Supplied data START

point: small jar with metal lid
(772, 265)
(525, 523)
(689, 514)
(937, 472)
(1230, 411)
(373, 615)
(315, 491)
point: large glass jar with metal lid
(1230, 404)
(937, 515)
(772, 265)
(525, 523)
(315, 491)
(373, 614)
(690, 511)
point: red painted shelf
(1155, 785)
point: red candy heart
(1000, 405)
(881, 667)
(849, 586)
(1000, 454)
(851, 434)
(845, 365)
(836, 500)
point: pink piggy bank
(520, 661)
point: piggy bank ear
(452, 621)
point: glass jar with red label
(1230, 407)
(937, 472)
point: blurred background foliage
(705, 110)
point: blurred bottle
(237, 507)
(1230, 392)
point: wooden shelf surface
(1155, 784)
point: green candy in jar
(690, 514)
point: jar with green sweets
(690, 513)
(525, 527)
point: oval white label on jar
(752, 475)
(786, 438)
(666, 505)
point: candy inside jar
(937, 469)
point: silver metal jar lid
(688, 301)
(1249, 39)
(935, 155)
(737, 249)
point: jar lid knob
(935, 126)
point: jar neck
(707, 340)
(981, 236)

Supplied data END

### What the task asks:
In the records above, find the line containing "point: silver metal jar lid" and print it and every later line exactly, through the last one.

### Answer to this problem:
point: silver metal jar lid
(688, 301)
(1249, 39)
(935, 155)
(737, 249)
point: jar lid knob
(935, 126)
point: jar neck
(707, 340)
(981, 236)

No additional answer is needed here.